Record excerpts:
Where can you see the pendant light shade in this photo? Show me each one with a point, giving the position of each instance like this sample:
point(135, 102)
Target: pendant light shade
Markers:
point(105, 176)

What the exercise asks:
Rewrite every line of the entries above, requests included, multiplying each point coordinate in the answers by 2.5 and rounding to the nearest whole number, with halves rounded up. Leave the numbers in the requests and their format samples unchanged.

Task response:
Where can you see the pendant light shade in this photo? Show me each one with a point, giving the position of each instance like this sample:
point(135, 102)
Target: pendant light shade
Markers:
point(263, 440)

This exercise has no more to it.